(Goal of the exercise): Look for the word "position" in the entries below, then copy every line that has it.
+ + +
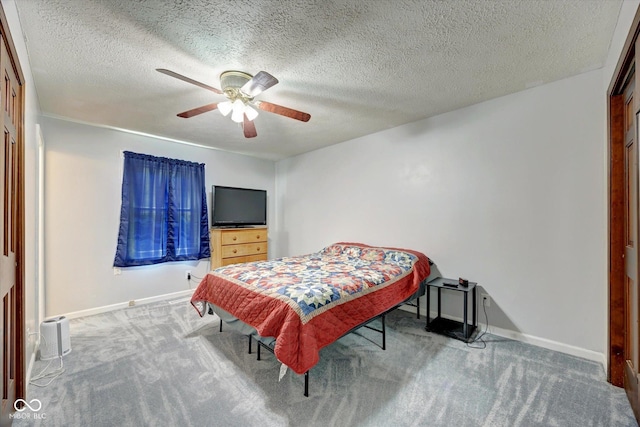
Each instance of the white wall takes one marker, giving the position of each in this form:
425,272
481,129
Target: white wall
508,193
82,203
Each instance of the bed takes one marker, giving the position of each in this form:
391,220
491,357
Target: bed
+ + +
(Answer box):
Each instance of the white wall takes one marker, giving the position of each in this form:
Each instance of the bed takes one marker, giving the position of each in this form:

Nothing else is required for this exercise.